[Objectives]
**a.** Rewrite the paragraph in the gas supply text that begins "AEMO's Gas Statement of Opportunities (GSOO) highlighted" as a short list, keeping its main facts.
**b.** From the gas supply text, quote the passage starting with "The Australian Energy" and going on through "gas production outages.".

[Document extract]
▬▬▬▬▬▬

The Australian Energy Market Operator (AEMO) forecasts an improved outlook for gas supply until at least 2026 across the eastern and south-eastern gas systems, if committed field developments and pipeline expansions proceeded as planned, with operation of the Port Kembla Gas Terminal (PKGT) commencing before the 2023 winter.
AEMO’s Gas Statement of Opportunities (GSOO) highlighted southern supply risks for winter 2023 if PKGT is delayed and certain conditions emerge, such as a 1-in-20 maximum winter daily demand in Victoria, coincident peaks across southern regions, power-system events significantly increasing gas-powered generation of electricity (GPG), or gas production outages.
AEMO Group Manager, Forecasting, Nicola Falcon, said the announcement of the Port Kembla Gas Terminal, Australia’s first LNG import terminal, has improved supply capacity with an estimated injection of up to 500 terajoules per day.
“This development comes at a critical time, as existing Victorian production is declining faster than previously projected,” Ms Falcon said.
“Our annual analysis shows that without the Port Kembla Gas Terminal, the decline in flexible gas from existing fields would mean we need to rely heavily on storage, and increasingly on constrained pipeline infrastructure to meet the needs of gas consumers, especially during high demand days in winter,” she said.
AEMO’s GSOO – developed using reserve and forecast information from gas producers and industrial gas users – also highlights that the gas sector is on the cusp of transformation, with changes in consumption patterns forecast and alternate supply sources being actively developed.
“Australia’s energy sector is going through a rapid transition, driven by changes in consumer behaviour and efforts to decarbonise the system,” Ms Falcon said.

▬▬▬▬▬▬

[Recorded data]

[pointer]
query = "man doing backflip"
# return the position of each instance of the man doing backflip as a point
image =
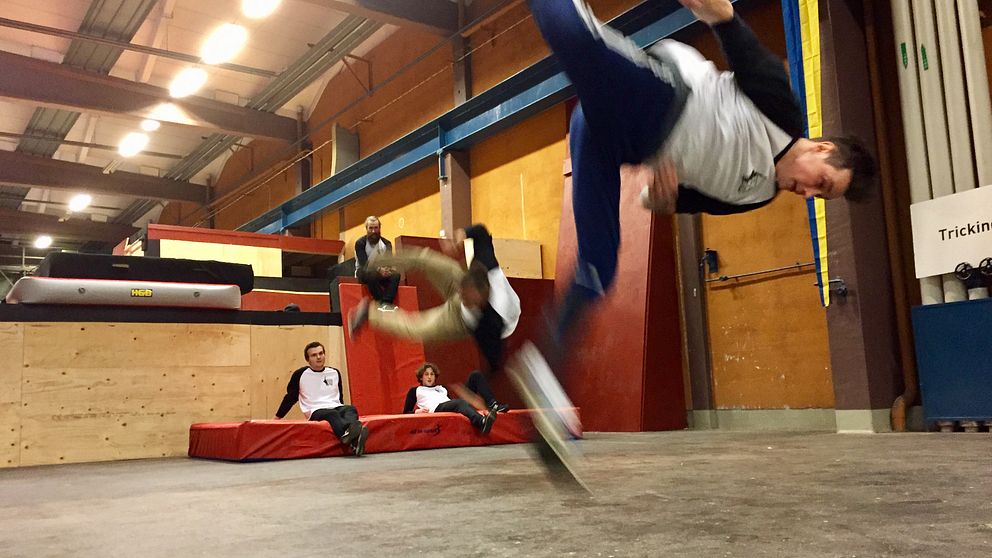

▬▬▬▬▬▬

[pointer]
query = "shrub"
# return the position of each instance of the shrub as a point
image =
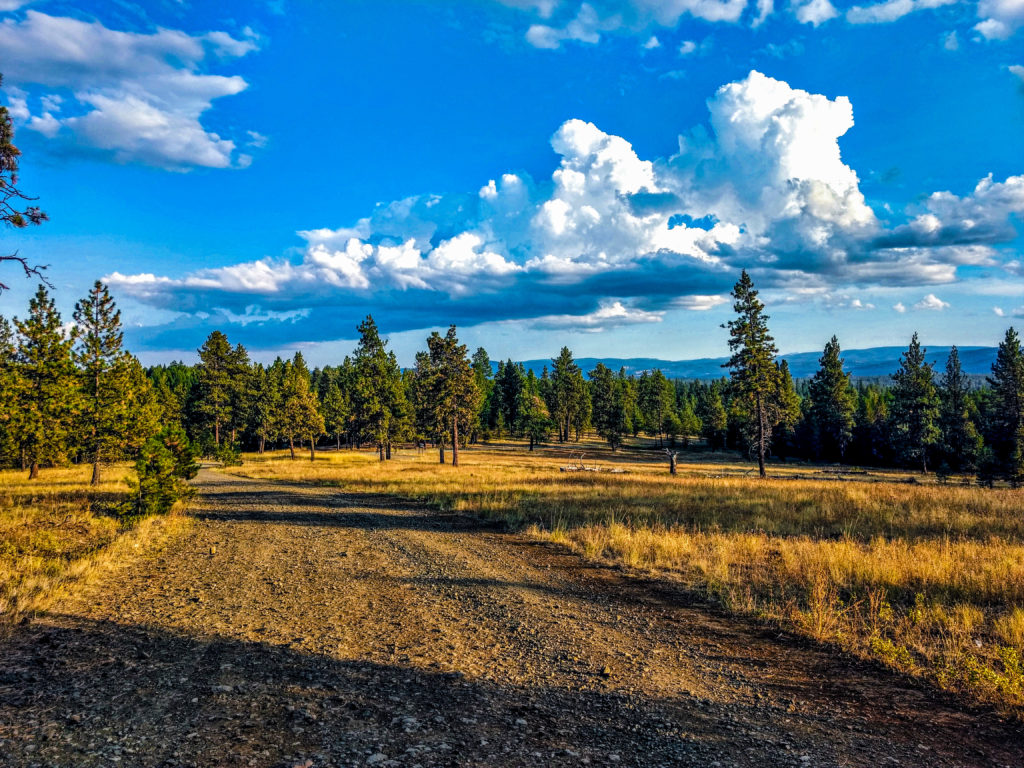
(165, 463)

▬▬▬▬▬▬

[The results]
**a.**
The GSOO flagged southern supply risks for winter 2023 if PKGT is delayed and any of these conditions occur:
- a 1-in-20 maximum winter daily demand in Victoria
- peaks occurring at the same time across southern regions
- power-system events that sharply raise gas-powered generation (GPG)
- gas production outages

**b.**
The Australian Energy Market Operator (AEMO) forecasts an improved outlook for gas supply until at least 2026 across the eastern and south-eastern gas systems, if committed field developments and pipeline expansions proceeded as planned, with operation of the Port Kembla Gas Terminal (PKGT) commencing before the 2023 winter.
AEMO’s Gas Statement of Opportunities (GSOO) highlighted southern supply risks for winter 2023 if PKGT is delayed and certain conditions emerge, such as a 1-in-20 maximum winter daily demand in Victoria, coincident peaks across southern regions, power-system events significantly increasing gas-powered generation of electricity (GPG), or gas production outages.